===== Elementos proporcionados =====

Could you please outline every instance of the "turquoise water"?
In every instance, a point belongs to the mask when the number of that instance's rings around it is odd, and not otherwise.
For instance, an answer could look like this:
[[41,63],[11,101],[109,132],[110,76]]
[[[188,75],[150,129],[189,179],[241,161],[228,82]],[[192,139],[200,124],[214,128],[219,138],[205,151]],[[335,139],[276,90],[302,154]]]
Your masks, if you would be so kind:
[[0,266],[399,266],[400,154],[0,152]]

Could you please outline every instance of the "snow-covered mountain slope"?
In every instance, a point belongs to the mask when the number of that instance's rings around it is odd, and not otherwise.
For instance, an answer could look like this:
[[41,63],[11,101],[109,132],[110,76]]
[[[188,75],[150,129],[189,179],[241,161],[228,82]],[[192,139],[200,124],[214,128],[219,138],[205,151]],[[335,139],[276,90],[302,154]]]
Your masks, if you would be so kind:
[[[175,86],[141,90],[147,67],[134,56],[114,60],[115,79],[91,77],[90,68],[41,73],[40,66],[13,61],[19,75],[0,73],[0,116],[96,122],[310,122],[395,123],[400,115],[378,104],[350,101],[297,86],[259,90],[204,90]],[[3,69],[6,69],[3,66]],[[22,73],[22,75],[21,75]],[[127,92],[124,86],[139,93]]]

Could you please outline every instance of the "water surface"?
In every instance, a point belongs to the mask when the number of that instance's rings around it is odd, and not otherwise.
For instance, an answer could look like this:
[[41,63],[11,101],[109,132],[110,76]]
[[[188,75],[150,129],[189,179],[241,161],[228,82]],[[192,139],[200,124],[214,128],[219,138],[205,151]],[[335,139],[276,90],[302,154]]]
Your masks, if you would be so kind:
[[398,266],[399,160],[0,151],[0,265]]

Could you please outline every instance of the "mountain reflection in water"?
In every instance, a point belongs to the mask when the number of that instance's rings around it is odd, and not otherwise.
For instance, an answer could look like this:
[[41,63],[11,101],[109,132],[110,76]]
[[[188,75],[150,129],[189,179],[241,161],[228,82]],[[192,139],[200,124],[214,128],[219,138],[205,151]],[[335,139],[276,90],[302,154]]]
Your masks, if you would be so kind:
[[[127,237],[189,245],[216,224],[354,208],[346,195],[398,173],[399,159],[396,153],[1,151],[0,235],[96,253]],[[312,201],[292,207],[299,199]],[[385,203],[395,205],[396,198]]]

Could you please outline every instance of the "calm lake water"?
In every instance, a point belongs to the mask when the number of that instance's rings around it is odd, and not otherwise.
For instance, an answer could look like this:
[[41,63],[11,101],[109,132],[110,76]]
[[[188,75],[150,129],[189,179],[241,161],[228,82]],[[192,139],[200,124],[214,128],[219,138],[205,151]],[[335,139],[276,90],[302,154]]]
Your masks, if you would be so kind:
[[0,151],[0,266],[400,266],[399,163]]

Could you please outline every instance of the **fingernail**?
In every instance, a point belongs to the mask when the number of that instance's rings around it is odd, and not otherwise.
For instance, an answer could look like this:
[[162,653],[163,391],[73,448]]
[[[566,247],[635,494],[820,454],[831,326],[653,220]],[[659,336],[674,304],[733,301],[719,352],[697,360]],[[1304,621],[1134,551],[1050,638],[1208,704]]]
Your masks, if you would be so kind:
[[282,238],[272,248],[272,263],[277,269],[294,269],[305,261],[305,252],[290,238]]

=====

### Requisitos del ejercicio
Reescala las líneas que van desde el inicio de los elementos hasta la que contiene "[[0,266],[399,266],[400,154],[0,152]]", ambas incluidas, y escríbelas de nuevo con todo su texto. Multiplica por 1,2 solo las coordenadas de las respuestas y redondéalas a enteros, con las mitades hacia arriba; los demás números quedan igual.

### La solución
Could you please outline every instance of the "turquoise water"?
In every instance, a point belongs to the mask when the number of that instance's rings around it is odd, and not otherwise.
For instance, an answer could look like this:
[[41,63],[11,101],[109,132],[110,76]]
[[[188,75],[150,129],[189,179],[241,161],[228,82]],[[192,139],[200,124],[214,128],[219,138],[205,151]],[[335,139],[276,90],[302,154]]]
Your masks, if you would be so kind:
[[0,319],[479,319],[480,185],[0,182]]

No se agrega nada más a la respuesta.